━━━ MATERIAL FOR THIS EXERCISE

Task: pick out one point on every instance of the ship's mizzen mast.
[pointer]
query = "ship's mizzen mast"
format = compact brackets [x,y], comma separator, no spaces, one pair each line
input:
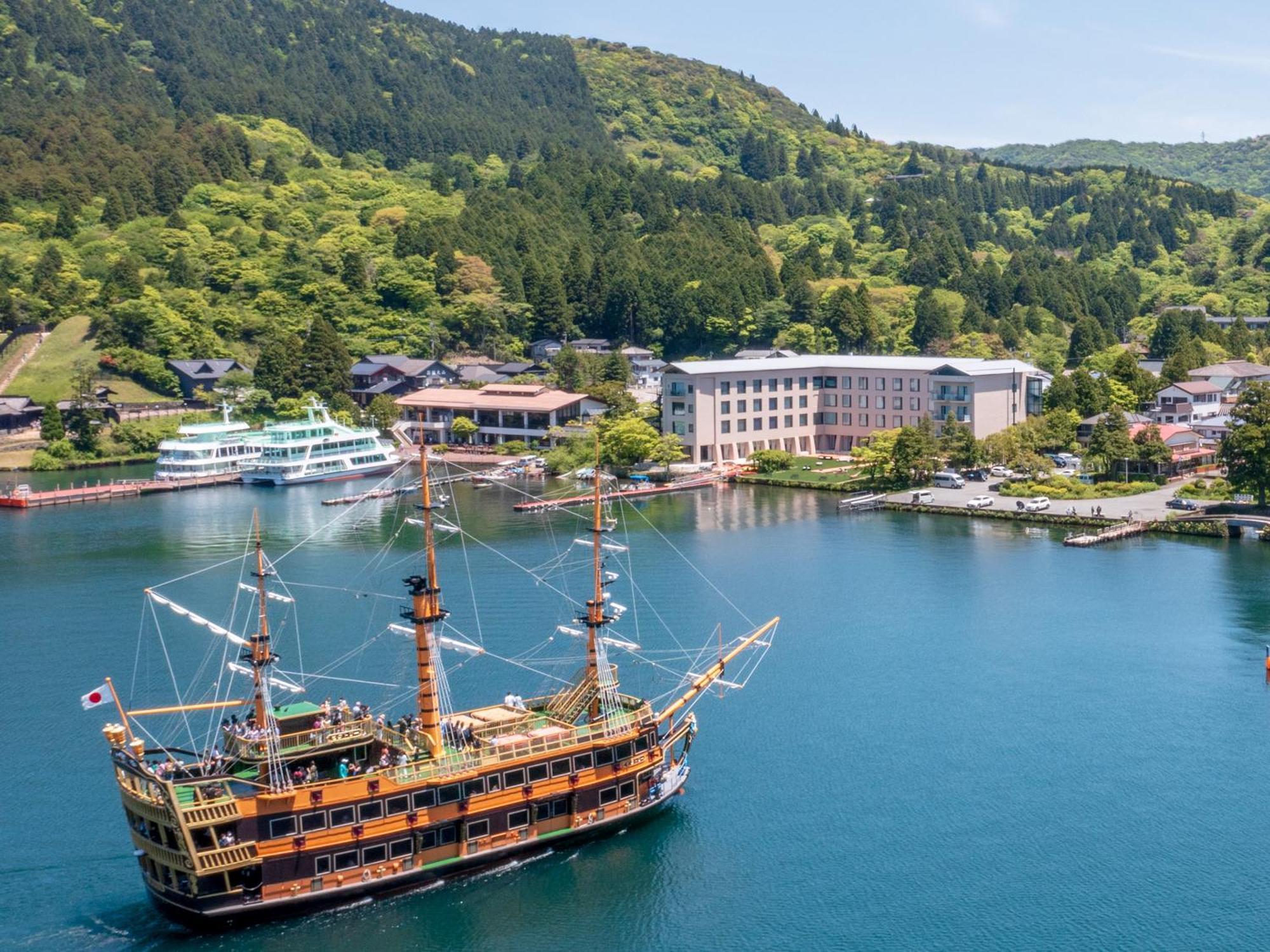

━━━━━━

AIM OF THE EXERCISE | Reproduce every line of the records above word for word, but leave the picture out of your answer.

COMPLETE ANSWER |
Task: pick out one point on every instance of the ship's mizzen mast.
[pointer]
query = "ship's mizzen mast"
format = compact brackets [x,y], comma separator, no spaces, one pair each line
input:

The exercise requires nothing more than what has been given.